» Exercise description: Rewrite the data below from its first line through the line containing "55,103,66,109", keeping both ends and leaving the requests unchanged. In the answers, multiply every bounding-box coordinate by 0.6 and round each result to a whole number, with halves rounded up.

** start Material shown **

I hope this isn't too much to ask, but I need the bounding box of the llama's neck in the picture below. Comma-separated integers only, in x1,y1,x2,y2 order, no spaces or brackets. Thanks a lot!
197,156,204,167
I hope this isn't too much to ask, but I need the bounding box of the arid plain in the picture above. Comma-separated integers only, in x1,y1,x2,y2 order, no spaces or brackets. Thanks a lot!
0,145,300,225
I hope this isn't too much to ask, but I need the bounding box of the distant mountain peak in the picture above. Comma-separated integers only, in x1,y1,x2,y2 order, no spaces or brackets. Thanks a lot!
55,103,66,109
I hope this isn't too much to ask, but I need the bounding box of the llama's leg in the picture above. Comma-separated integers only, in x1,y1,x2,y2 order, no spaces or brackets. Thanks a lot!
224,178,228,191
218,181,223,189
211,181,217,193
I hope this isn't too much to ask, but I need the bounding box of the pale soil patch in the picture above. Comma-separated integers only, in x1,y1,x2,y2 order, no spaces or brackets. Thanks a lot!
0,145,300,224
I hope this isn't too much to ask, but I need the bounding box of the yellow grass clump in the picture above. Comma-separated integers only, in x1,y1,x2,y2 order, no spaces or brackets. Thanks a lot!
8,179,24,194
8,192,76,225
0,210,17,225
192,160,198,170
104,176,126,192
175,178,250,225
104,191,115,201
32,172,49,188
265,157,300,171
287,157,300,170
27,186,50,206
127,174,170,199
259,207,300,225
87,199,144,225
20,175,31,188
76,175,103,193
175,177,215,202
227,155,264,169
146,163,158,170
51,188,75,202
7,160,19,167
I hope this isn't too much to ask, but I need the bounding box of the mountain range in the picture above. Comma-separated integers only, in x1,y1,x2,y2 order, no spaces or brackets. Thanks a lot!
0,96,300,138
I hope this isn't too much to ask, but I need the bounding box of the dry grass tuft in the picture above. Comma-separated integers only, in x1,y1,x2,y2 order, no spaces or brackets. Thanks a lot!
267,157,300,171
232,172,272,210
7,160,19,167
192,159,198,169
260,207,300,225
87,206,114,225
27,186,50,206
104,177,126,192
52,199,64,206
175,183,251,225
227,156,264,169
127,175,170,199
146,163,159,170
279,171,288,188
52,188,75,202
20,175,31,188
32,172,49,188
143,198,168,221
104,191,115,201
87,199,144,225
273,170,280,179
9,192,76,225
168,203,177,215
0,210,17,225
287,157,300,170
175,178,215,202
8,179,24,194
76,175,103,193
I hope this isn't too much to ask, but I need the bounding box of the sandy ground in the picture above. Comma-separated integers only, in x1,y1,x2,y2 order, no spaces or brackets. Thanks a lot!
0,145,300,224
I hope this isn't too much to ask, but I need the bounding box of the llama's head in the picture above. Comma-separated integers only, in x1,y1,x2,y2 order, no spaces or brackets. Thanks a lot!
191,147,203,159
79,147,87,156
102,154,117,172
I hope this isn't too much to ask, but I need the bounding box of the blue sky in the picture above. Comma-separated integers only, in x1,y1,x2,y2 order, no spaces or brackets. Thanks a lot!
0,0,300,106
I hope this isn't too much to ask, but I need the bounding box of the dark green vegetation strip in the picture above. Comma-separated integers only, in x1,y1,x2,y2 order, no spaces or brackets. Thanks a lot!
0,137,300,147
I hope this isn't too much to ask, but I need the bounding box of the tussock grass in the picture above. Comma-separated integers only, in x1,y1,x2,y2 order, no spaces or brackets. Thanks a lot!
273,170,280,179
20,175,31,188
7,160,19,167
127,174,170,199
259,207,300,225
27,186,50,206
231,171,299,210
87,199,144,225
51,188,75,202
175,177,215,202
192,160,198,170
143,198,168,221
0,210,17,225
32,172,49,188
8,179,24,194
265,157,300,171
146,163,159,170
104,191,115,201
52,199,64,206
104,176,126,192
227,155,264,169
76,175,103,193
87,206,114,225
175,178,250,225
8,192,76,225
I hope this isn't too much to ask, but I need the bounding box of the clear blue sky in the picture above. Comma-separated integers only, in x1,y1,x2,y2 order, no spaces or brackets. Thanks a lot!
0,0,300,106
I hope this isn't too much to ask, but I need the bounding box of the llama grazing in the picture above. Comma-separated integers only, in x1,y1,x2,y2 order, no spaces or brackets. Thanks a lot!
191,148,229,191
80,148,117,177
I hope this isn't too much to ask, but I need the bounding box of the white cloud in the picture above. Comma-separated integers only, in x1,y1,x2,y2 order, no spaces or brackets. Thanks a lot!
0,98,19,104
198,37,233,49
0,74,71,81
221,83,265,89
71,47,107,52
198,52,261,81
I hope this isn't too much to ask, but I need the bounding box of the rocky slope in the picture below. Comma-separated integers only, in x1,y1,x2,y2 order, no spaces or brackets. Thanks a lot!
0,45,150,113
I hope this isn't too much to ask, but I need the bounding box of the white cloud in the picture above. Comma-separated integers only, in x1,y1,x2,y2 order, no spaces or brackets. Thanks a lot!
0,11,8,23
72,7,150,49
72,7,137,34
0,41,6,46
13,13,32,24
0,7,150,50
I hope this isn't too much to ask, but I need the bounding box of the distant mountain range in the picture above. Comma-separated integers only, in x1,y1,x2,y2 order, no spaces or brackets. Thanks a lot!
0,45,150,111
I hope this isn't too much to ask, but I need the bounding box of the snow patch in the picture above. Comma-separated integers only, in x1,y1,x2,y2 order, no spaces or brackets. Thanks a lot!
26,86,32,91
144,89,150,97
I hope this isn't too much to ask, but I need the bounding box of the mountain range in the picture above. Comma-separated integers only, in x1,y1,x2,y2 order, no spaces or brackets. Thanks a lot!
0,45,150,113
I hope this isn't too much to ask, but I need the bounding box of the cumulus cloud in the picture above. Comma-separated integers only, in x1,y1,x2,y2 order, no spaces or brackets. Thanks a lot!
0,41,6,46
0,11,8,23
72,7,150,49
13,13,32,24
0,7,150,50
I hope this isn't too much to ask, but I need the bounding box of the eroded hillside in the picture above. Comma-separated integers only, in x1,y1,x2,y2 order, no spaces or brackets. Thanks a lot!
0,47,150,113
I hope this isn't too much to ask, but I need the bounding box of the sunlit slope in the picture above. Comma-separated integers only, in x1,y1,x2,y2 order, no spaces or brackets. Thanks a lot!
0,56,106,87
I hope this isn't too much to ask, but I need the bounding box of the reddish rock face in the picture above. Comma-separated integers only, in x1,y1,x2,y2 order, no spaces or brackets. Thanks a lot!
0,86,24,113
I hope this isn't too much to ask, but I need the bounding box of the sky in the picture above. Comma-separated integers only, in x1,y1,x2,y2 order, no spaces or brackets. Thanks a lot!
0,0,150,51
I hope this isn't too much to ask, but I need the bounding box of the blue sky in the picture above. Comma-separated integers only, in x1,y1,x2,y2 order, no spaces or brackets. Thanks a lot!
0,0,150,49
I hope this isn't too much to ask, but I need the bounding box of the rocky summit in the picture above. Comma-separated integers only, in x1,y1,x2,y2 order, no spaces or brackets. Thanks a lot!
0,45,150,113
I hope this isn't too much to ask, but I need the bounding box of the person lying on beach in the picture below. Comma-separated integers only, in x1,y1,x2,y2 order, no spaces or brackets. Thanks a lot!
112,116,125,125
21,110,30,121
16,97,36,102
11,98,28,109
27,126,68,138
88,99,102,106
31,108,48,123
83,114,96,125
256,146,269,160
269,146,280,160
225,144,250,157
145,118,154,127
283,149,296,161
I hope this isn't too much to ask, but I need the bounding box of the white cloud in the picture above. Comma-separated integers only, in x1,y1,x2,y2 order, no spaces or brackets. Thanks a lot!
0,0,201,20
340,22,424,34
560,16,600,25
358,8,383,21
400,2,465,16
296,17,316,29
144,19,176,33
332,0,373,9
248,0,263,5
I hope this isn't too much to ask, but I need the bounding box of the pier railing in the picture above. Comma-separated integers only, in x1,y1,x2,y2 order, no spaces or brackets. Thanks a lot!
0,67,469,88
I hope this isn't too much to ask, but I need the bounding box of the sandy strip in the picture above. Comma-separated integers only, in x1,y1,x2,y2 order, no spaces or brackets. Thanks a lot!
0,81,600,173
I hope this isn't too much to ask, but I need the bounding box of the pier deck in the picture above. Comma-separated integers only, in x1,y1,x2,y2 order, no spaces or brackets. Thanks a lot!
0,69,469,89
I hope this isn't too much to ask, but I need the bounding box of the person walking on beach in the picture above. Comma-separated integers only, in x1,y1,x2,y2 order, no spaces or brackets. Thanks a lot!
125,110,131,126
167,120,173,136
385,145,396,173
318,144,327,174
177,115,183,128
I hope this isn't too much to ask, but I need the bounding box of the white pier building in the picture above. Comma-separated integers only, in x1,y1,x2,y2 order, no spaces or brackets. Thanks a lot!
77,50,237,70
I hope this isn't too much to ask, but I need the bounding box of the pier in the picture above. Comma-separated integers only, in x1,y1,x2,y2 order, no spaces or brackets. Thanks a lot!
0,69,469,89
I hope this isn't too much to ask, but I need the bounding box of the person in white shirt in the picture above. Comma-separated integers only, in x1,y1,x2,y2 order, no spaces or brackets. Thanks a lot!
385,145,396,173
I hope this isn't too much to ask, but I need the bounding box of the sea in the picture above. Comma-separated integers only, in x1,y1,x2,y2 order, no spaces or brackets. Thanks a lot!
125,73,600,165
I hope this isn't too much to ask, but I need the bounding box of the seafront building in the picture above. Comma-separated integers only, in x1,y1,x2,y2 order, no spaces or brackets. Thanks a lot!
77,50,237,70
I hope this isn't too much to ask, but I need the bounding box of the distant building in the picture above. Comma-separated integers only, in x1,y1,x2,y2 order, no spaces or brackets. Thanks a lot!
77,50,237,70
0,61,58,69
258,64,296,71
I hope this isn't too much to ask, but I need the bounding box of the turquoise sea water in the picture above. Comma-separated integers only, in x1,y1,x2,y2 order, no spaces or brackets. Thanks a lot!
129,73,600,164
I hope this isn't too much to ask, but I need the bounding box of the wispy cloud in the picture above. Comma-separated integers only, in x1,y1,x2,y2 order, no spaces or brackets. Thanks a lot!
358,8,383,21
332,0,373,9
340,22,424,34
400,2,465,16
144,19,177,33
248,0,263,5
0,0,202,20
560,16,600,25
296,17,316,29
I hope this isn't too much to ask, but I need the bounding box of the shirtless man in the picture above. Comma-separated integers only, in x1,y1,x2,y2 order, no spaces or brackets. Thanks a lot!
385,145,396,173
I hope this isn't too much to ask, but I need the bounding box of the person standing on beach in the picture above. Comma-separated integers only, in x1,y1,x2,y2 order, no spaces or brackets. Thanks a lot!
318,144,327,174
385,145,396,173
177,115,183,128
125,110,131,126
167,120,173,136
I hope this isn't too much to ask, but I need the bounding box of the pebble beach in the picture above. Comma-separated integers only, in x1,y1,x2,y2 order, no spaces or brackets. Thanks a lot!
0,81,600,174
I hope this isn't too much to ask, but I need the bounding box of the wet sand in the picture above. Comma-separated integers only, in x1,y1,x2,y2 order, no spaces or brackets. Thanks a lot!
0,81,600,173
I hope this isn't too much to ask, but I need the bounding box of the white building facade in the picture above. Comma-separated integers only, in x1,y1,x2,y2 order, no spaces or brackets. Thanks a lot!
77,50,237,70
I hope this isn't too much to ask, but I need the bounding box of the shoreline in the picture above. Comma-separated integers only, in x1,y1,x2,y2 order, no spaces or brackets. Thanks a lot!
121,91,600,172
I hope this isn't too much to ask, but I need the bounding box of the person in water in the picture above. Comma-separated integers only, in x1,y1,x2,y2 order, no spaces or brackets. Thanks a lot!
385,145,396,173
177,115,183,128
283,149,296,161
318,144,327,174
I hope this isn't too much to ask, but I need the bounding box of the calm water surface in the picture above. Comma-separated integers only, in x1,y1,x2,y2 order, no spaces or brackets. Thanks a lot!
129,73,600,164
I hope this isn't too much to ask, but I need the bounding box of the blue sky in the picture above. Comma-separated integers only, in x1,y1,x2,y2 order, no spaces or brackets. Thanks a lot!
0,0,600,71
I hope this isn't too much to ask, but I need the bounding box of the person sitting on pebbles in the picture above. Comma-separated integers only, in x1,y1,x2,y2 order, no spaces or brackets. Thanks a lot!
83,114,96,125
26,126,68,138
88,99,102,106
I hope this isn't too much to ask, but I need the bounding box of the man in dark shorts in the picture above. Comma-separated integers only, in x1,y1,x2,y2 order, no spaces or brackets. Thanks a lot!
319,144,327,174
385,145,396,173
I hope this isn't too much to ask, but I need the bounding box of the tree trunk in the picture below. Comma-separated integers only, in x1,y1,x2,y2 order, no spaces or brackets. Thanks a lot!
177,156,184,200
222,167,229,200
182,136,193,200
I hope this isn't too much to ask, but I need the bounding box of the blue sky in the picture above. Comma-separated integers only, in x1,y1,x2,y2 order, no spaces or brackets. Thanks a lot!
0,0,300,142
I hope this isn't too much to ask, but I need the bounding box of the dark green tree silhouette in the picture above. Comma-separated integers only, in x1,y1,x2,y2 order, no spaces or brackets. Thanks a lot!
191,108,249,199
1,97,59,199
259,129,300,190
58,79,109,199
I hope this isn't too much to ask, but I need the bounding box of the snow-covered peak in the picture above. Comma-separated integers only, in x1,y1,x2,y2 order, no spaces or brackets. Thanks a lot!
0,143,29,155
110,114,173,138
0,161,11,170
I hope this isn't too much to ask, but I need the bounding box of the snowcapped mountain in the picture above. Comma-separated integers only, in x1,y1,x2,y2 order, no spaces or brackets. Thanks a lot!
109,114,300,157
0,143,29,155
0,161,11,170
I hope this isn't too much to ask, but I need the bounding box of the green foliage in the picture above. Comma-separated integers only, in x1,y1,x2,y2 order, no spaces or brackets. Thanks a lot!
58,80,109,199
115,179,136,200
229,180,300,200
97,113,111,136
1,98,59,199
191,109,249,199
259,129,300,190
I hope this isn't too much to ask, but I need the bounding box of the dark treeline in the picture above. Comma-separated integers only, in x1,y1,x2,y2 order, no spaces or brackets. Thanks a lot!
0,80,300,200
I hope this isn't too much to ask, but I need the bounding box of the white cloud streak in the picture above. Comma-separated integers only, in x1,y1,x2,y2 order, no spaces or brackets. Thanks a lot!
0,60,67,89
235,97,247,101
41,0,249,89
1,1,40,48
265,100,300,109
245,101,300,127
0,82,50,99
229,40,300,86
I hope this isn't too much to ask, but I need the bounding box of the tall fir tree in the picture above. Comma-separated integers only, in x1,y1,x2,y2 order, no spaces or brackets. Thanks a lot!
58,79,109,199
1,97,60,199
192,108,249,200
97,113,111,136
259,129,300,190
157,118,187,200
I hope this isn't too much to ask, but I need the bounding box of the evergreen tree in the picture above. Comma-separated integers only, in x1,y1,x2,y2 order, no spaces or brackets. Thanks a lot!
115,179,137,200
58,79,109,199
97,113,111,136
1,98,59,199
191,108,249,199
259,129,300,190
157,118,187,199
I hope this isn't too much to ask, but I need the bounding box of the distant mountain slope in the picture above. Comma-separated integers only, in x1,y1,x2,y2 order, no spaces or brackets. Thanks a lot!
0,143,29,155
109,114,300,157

** end Material shown **

» Result for this task:
I hope this isn't too much to ask, but I need the bounding box of the llama's neck in the picture below. Comma-separated integers only, in x1,y1,x2,y2 order, no spaces or brackets. Thanks a lot!
118,94,122,100
I hope this isn't too much to ask, but I need the bounding box of the arid plain in the picture above. Comma-separated integers only, in x1,y1,x2,y2 order, no spaces or brackets. Thanks a lot!
0,87,180,135
I hope this isn't too much to ask, but I need the bounding box of the distant mountain peak in the picture above. Comma-separated integers only, in x1,y1,x2,y2 order, no spaces or brackets. Thanks a lot!
33,62,40,65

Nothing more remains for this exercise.